EXERCISE DATA.
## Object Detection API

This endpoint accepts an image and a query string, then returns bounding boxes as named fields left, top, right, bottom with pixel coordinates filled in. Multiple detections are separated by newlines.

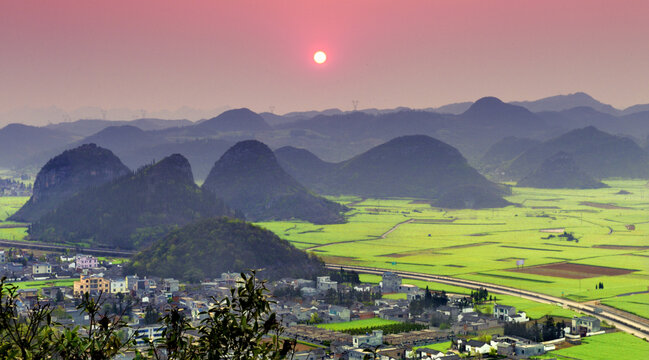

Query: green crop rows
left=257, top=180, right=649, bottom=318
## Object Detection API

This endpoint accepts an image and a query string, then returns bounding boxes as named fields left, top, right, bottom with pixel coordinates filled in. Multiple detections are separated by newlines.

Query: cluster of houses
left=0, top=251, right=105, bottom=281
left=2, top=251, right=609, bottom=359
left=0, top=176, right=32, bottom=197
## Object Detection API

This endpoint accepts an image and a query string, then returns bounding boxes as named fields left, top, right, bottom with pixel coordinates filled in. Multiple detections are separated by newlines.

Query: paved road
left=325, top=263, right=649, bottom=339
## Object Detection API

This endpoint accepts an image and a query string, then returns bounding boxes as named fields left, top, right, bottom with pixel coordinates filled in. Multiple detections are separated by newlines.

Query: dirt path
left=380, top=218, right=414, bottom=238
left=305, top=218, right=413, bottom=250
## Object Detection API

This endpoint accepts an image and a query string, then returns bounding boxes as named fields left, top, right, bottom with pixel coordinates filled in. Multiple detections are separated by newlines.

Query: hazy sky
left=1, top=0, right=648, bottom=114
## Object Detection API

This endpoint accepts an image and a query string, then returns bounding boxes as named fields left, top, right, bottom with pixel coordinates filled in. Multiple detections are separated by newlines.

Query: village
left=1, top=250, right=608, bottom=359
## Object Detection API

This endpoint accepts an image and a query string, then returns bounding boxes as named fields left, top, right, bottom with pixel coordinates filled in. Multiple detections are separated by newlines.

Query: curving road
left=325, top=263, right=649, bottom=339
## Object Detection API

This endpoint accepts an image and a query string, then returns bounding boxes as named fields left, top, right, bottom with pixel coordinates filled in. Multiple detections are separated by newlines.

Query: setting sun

REQUIRED ACTION. With the images excluded, reproduce the data above precisely as written.

SOLUTION.
## Object Detection API

This endpoint accepts an image and a query string, then returns bounding boxes as named fields left, top, right, bottom with pixel coordinates filled in. Multiple detections are separated by newlines.


Query: green crop rows
left=257, top=180, right=649, bottom=318
## Object Detection API

This endpoint accepts an image and a query string, then returns bounding boxes as named fields left, top, right, bottom with pixel coordinates filled in. Multiple detections are separated by newlines.

Query: cluster of houses
left=0, top=251, right=105, bottom=281
left=2, top=251, right=609, bottom=359
left=0, top=176, right=32, bottom=197
## Object Detection API

This endpoint accepts an image and a query string, then returns bounding boxes as named fields left, top, right, bottom with pixel coordinates filled in. Multiple detections are separated by newlines.

Query: paved road
left=325, top=263, right=649, bottom=339
## Object Detection API

This endpoint accepts an image and a query string, then returns bounding boxes as named fields left, top, right, bottom with pixel coordinates filled in. Multiple detections are separated by newlines.

Query: dirt path
left=380, top=218, right=414, bottom=238
left=305, top=218, right=413, bottom=250
## Object Detection API

This endpoint accepts an image and a query string, then returns bounding boxes as named fields left, top, right, bottom with pixel coordinates filled in. Multiple detections are separated by newlines.

Query: hazy sky
left=1, top=0, right=648, bottom=114
## Object Detection API

This endpoint accepts an image and a query string, then returns bounding boxes as named fields left, top, right, bottom with pixel coordinates filled in. Multiple detections are separated by newlines.

Query: village
left=1, top=250, right=608, bottom=359
## Object Detection API

This endpoint accepts an image and a query string, then returns bounding boxes as named fields left, top, right, bottom with pixel coordinates filled in. Multiple detections are separated by newlines.

Query: curving road
left=325, top=263, right=649, bottom=339
## Object Detection API

This endpoint accepts an image and a query string, then returns bounding boxes as named fields left, top, right, bottom with pixel coordinates filled in. Multiple detections are separated by newlines.

Query: setting sun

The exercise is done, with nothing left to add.